Brano estratto:
%%
A questo proposito, non trovi che la musica così detta “politica” o “di protesta”, sia scomparsa in Italia? Ho notato che anche a Propaganda per commentare i momenti più politici si scelgano brani indietro nel tempo, mentre la musica più contemporanea viene usata per ottenere un effetto paradossale.
È una questione a cui penso spesso. Non è che ora ci sia uno stato diffuso di benessere, ma di sicuro le ragioni sono da ricercarsi nel fatto che non c’è più quella spinta a scendere in piazza che c’era un tempo, e la canzone più di protesta che c’è adesso è un certo tipo di rap.
Manca la rabbia nelle canzoni dei cantautori degli ultimi anni, che raccontano molto bene la propria generazione, una generazione disillusa, che non sa come dire ti amo e come lavare le pentole.
%%
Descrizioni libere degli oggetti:
%%
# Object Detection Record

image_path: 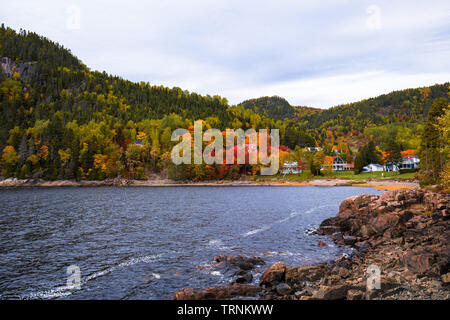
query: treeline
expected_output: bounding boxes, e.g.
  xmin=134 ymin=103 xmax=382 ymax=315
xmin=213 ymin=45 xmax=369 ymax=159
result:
xmin=0 ymin=26 xmax=314 ymax=180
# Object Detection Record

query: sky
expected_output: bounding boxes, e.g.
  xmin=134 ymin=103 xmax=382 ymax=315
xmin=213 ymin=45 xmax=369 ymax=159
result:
xmin=0 ymin=0 xmax=450 ymax=108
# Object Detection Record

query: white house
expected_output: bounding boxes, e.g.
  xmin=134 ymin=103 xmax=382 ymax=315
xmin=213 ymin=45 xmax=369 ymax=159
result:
xmin=400 ymin=156 xmax=420 ymax=169
xmin=332 ymin=155 xmax=354 ymax=171
xmin=281 ymin=161 xmax=302 ymax=175
xmin=362 ymin=163 xmax=384 ymax=172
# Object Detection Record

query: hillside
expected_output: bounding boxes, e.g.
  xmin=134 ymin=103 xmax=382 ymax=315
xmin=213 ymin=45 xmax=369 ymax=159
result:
xmin=0 ymin=26 xmax=449 ymax=180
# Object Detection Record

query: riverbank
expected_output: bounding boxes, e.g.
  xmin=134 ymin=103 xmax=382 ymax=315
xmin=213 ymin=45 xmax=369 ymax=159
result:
xmin=0 ymin=178 xmax=419 ymax=190
xmin=174 ymin=189 xmax=450 ymax=300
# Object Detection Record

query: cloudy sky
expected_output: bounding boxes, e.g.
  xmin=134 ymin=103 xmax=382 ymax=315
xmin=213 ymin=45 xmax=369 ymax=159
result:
xmin=0 ymin=0 xmax=450 ymax=108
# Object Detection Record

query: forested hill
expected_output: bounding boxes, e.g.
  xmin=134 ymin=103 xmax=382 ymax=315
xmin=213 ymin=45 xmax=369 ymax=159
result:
xmin=0 ymin=25 xmax=314 ymax=180
xmin=238 ymin=96 xmax=322 ymax=121
xmin=0 ymin=26 xmax=228 ymax=138
xmin=302 ymin=82 xmax=450 ymax=132
xmin=0 ymin=25 xmax=449 ymax=180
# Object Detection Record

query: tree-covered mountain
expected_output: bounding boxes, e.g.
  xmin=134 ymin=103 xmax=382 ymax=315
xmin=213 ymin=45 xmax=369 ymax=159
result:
xmin=0 ymin=25 xmax=449 ymax=180
xmin=238 ymin=96 xmax=323 ymax=121
xmin=0 ymin=26 xmax=313 ymax=179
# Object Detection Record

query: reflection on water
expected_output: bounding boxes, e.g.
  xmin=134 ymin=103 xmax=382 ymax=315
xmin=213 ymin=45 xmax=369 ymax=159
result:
xmin=0 ymin=186 xmax=381 ymax=299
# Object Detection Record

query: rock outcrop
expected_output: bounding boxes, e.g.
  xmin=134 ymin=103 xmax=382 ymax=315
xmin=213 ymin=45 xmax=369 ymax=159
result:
xmin=174 ymin=189 xmax=450 ymax=300
xmin=261 ymin=189 xmax=450 ymax=300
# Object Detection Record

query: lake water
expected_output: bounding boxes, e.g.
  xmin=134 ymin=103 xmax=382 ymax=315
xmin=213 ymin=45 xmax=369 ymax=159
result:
xmin=0 ymin=186 xmax=381 ymax=299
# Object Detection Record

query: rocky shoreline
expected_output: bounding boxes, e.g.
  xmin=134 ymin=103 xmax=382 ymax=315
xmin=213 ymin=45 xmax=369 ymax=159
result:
xmin=0 ymin=178 xmax=418 ymax=190
xmin=174 ymin=189 xmax=450 ymax=300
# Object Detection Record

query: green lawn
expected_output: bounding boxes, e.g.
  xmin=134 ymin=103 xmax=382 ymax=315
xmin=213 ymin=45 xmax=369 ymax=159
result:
xmin=253 ymin=171 xmax=414 ymax=181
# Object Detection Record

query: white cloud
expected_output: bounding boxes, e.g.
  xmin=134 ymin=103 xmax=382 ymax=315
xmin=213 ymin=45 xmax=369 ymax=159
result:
xmin=0 ymin=0 xmax=450 ymax=107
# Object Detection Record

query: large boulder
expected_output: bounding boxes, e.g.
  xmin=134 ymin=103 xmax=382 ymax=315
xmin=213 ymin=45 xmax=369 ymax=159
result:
xmin=312 ymin=284 xmax=353 ymax=300
xmin=173 ymin=284 xmax=262 ymax=300
xmin=260 ymin=262 xmax=286 ymax=286
xmin=285 ymin=264 xmax=328 ymax=284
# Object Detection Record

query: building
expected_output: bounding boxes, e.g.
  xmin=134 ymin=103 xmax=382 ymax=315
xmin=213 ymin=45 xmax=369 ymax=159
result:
xmin=362 ymin=163 xmax=384 ymax=172
xmin=399 ymin=156 xmax=420 ymax=170
xmin=384 ymin=156 xmax=420 ymax=172
xmin=281 ymin=161 xmax=302 ymax=175
xmin=331 ymin=155 xmax=354 ymax=171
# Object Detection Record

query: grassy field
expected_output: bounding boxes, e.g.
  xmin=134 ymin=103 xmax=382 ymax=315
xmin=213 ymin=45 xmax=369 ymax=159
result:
xmin=252 ymin=171 xmax=414 ymax=181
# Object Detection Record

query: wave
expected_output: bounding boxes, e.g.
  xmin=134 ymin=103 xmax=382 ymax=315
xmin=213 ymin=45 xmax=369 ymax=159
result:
xmin=21 ymin=254 xmax=162 ymax=300
xmin=241 ymin=205 xmax=336 ymax=238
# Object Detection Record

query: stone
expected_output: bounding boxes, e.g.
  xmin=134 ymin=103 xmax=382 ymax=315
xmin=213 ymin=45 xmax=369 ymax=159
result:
xmin=313 ymin=284 xmax=351 ymax=300
xmin=234 ymin=273 xmax=253 ymax=283
xmin=403 ymin=248 xmax=436 ymax=274
xmin=285 ymin=265 xmax=327 ymax=284
xmin=276 ymin=283 xmax=292 ymax=296
xmin=173 ymin=284 xmax=262 ymax=300
xmin=346 ymin=289 xmax=364 ymax=300
xmin=260 ymin=262 xmax=286 ymax=286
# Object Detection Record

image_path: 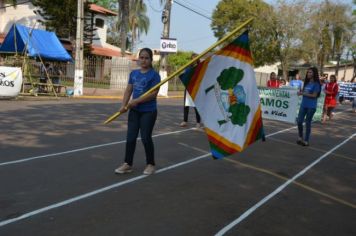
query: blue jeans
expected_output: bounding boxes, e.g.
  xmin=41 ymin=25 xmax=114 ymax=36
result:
xmin=125 ymin=109 xmax=157 ymax=166
xmin=297 ymin=107 xmax=316 ymax=142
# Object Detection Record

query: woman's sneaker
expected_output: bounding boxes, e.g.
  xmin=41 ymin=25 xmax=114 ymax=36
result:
xmin=115 ymin=163 xmax=132 ymax=174
xmin=143 ymin=164 xmax=156 ymax=175
xmin=179 ymin=121 xmax=187 ymax=127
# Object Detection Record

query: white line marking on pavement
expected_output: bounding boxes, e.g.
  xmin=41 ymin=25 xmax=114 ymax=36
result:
xmin=215 ymin=133 xmax=356 ymax=236
xmin=0 ymin=153 xmax=211 ymax=227
xmin=0 ymin=124 xmax=304 ymax=227
xmin=0 ymin=109 xmax=350 ymax=229
xmin=0 ymin=128 xmax=195 ymax=167
xmin=0 ymin=109 xmax=351 ymax=167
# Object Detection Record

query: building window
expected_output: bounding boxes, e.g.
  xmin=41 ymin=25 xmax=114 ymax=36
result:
xmin=95 ymin=18 xmax=104 ymax=28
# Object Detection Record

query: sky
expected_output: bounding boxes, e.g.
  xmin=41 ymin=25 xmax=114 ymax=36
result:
xmin=137 ymin=0 xmax=352 ymax=53
xmin=138 ymin=0 xmax=219 ymax=53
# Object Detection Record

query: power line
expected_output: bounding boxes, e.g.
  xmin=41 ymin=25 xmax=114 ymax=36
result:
xmin=180 ymin=0 xmax=211 ymax=15
xmin=0 ymin=1 xmax=31 ymax=9
xmin=174 ymin=0 xmax=212 ymax=21
xmin=148 ymin=0 xmax=164 ymax=13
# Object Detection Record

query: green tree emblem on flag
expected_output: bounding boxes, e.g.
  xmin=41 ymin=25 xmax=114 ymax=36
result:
xmin=205 ymin=67 xmax=251 ymax=126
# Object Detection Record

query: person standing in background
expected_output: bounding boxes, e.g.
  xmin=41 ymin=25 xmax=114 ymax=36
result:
xmin=297 ymin=67 xmax=321 ymax=146
xmin=180 ymin=53 xmax=202 ymax=128
xmin=267 ymin=72 xmax=280 ymax=88
xmin=322 ymin=75 xmax=339 ymax=123
xmin=289 ymin=73 xmax=303 ymax=91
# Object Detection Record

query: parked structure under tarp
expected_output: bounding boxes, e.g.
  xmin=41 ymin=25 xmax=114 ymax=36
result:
xmin=0 ymin=24 xmax=73 ymax=61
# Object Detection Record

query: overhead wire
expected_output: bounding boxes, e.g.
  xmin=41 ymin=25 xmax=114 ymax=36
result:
xmin=173 ymin=0 xmax=212 ymax=21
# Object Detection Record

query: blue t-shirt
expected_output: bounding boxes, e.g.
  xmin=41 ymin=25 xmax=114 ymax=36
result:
xmin=289 ymin=79 xmax=303 ymax=90
xmin=129 ymin=69 xmax=161 ymax=111
xmin=300 ymin=82 xmax=321 ymax=108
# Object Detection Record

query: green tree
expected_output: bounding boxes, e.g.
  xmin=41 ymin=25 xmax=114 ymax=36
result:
xmin=129 ymin=0 xmax=150 ymax=51
xmin=273 ymin=0 xmax=309 ymax=80
xmin=211 ymin=0 xmax=279 ymax=66
xmin=302 ymin=1 xmax=353 ymax=74
xmin=167 ymin=51 xmax=193 ymax=71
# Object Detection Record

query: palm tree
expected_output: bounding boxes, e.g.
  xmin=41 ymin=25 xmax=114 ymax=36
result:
xmin=118 ymin=0 xmax=130 ymax=57
xmin=129 ymin=0 xmax=150 ymax=51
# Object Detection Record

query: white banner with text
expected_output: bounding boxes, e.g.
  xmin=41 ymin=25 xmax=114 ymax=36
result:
xmin=0 ymin=66 xmax=22 ymax=97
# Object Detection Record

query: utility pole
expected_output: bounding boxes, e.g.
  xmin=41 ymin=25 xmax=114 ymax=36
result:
xmin=159 ymin=0 xmax=173 ymax=96
xmin=74 ymin=0 xmax=85 ymax=96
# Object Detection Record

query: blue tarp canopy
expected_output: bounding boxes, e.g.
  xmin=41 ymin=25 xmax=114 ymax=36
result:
xmin=0 ymin=24 xmax=72 ymax=61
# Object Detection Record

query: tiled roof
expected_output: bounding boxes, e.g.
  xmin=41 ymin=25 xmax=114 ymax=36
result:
xmin=90 ymin=4 xmax=117 ymax=16
xmin=91 ymin=45 xmax=134 ymax=60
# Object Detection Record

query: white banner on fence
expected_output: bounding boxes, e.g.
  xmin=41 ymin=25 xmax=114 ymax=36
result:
xmin=0 ymin=66 xmax=22 ymax=97
xmin=158 ymin=70 xmax=168 ymax=97
xmin=259 ymin=88 xmax=298 ymax=123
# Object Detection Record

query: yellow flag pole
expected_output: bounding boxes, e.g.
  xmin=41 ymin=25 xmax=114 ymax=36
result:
xmin=104 ymin=17 xmax=254 ymax=124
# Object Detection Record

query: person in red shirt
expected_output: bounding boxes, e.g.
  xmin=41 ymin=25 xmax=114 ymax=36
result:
xmin=322 ymin=75 xmax=339 ymax=123
xmin=267 ymin=72 xmax=281 ymax=88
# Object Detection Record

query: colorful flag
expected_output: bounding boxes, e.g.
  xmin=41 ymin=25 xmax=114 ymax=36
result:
xmin=180 ymin=32 xmax=263 ymax=158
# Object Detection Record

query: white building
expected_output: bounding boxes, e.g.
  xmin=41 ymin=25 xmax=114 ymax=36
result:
xmin=0 ymin=0 xmax=130 ymax=57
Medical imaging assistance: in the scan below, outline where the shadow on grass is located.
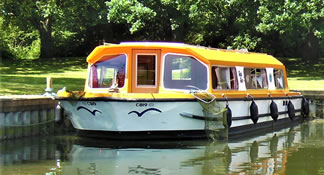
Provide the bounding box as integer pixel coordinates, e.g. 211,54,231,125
0,76,85,95
279,58,324,80
0,57,87,75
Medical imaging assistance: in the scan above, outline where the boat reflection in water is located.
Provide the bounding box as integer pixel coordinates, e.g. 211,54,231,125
64,120,324,175
0,119,324,175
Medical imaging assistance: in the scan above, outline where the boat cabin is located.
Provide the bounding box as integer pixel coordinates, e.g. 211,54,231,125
85,42,288,98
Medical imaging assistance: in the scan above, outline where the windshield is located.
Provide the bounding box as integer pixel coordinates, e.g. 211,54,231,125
88,55,126,88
%%
Istruzioni: Nel brano sulla musica di protesta, qual è oggi la canzone più di protesta?

Risposta: Un certo tipo di rap.